- **PASSAGE**
_ _ _

Nit: please use int rather than uint32_t and move the definition after
n_rows, because those are closely related.

>  };
>  
>  /* Pointer to the current transaction (if any) */
> diff --git a/src/box/wal.c b/src/box/wal.c
> index cdcaabc00..0ea3be68d 100644
> --- a/src/box/wal.c
> +++ b/src/box/wal.c
> @@ -896,10 +896,11 @@ wal_writer_begin_rollback(struct wal_writer *writer)
>  	cpipe_push(&wal_thread.tx_prio_pipe, &writer->in_rollback);
>  }
>  
> -static void
> -wal_assign_lsn(struct vclock *vclock, struct xrow_header **row,
> +static int
> +wal_assign_lsn(struct vclock *vclock, struct xrow_header **begin,
>  	       struct xrow_header **end)
>  {
> +	struct xrow_header **row = begin;
>  	/** Assign LSN to all local rows. */
>  	for ( ; row < end; row++) {
>  		if ((*row)->replica_id == 0) {
> @@ -909,6 +910,21 @@ wal_assign_lsn(struct vclock *vclock, struct xrow_header **row,
>  			vclock_follow_xrow(vclock, *row);
>  		}
>  	}
> +	while (begin < end && begin[0]->replica_id != instance_id)

_ _ _

- **DATASET EXTRACT**
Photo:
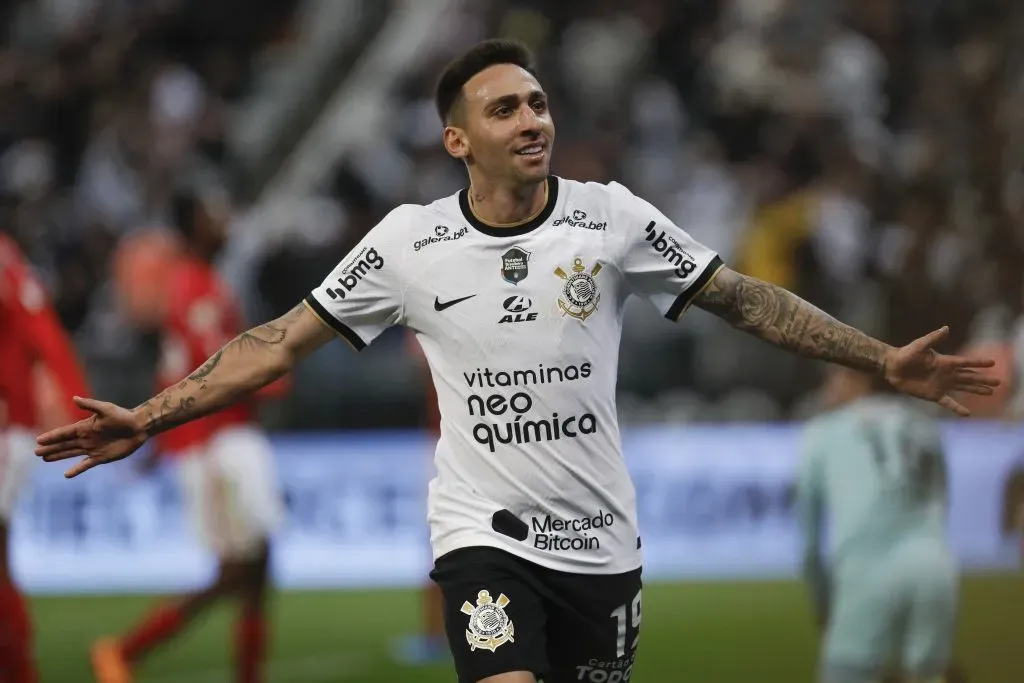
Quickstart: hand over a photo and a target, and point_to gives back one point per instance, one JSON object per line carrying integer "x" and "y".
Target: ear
{"x": 456, "y": 142}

_ _ _

- **EXERCISE PROMPT**
Reproduce the part of the patch review that begins at the words "Nit: please use" and stops after "wal_writer_begin_rollback(struct wal_writer *writer)". Rely on the patch review alone.

- **COMPLETED TASK**
Nit: please use int rather than uint32_t and move the definition after
n_rows, because those are closely related.

>  };
>  
>  /* Pointer to the current transaction (if any) */
> diff --git a/src/box/wal.c b/src/box/wal.c
> index cdcaabc00..0ea3be68d 100644
> --- a/src/box/wal.c
> +++ b/src/box/wal.c
> @@ -896,10 +896,11 @@ wal_writer_begin_rollback(struct wal_writer *writer)